That’s enough jet-setting for one trip. I said that arriving in Paros from Mykonos is like returning to the real world after an escapist dream, but in fact, an Italian film is being shot here by Berlusconi’s company Medusa films, called “Immaturi – the Journey,” which is a sequel to the hugely popular “Immaturi”, starring Paolo Genovese. I went to Naoussa for sunset to take pictures and meet up with our Paros concierge, and found the harbour lined with film trucks and cranes and “bellissimo this” and “bellissima that,” “Ciao amore’s,” “Ma no, t’ho gia detto, managgia, non bevo sto caffe Greco – ‘na schifezza…” and lot and lots of “Zitto, per piacere, per piacere, PER PIACERE, ma cavolo non capiscono??”
Slick –looking Romans in pink Lacoste shirts and elegant loafers were directing a brown clutch of weather beaten Parianoi seaman to sit at the waterfront coffee shop tables in their captain’s hats, drink ouzo, play with their worry beads and discuss politics … as if they ever did anything else anyway, and to get paid for it even! Two fisherman had been paid to sit there fishing, the harbour had been purged of anyone ugly, (whatever else one says, Romans have their priorities right,) we were graciously allowed to sit there and drink as well as long as we didn’t look at the cameras, and all the prettiest little fishing boats had been commandeered as backdrop, (again, the captains were most appreciative of being paid to leave their boats where they leave them anyway, and not go fishing..) One lucky captain’s boat had been chosen to host a group of beautiful girls with lots of long dark hair and not much on; he had a dreamy look in his eyes, and was certainly not looking at the cameras. Far from it…..
There is little that is more amusing than the sight of Romans trying to organise anything, let alone trying to organise Greeks, but the locals were obliging, the tourists docile, the sun set obediently, the captains discussed politics and played with their worry-beads, the girls tossed their hair, the fishermen fished, the boats bobbed, the sea was still as a mirror, the Naoussa ducks swam in on cue, the actress and actor embraced (I fear the film could be on the cheesy side…) and somehow, it all worked, with smiles and good humour. Romans and Greeks I suppose have been organising each other for over two thousand years…….
After a fabulous octopus braised in wine, bayleaf, cloves and onions, and after greatly offending one captain when I asked him not to dump his rubbish right in front of my camera as I was about to take a photo, (“What rubbish?? These are my film clothes,”) I met with our concierge lady to discuss the needs for next year. We decided that what we want to do is not recreate international luxury lifestyle on Paros, (it is after all 45 quantum minutes from Mykonos which does it better than anyone else), but have our clients discover the secrets and essence of Paros, which is a wonderful island. Feathery pepper trees whisper above sandy beaches, myriad cute, laid- back beach tavernas serve the day’s catch of fish in Dryos, Kalo Livadi, Chryssi Akti, Santa Marina and Farangas. You can work up an appetite with water sports, visit churches, and get lost in the whitewashed lanes of starry Naoussa with its cool shops and eighteenth century arches.

Extracted records ▸

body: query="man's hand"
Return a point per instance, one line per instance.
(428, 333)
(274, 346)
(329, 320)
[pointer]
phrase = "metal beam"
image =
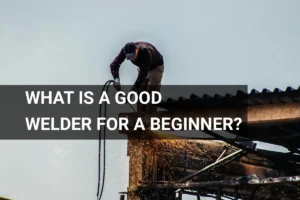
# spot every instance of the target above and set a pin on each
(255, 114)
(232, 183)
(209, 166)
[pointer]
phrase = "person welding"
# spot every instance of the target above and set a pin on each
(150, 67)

Task requirements ▸
1. In the passage about Paros, what dish did the writer eat before meeting the concierge?
2. Print the part of the passage about Paros that begins at the words "There is little" and stops after the words "two thousand years…….", copying it without any changes.

Outputs by task ▸
1. An octopus braised in wine, bayleaf, cloves and onions.

2.
There is little that is more amusing than the sight of Romans trying to organise anything, let alone trying to organise Greeks, but the locals were obliging, the tourists docile, the sun set obediently, the captains discussed politics and played with their worry-beads, the girls tossed their hair, the fishermen fished, the boats bobbed, the sea was still as a mirror, the Naoussa ducks swam in on cue, the actress and actor embraced (I fear the film could be on the cheesy side…) and somehow, it all worked, with smiles and good humour. Romans and Greeks I suppose have been organising each other for over two thousand years…….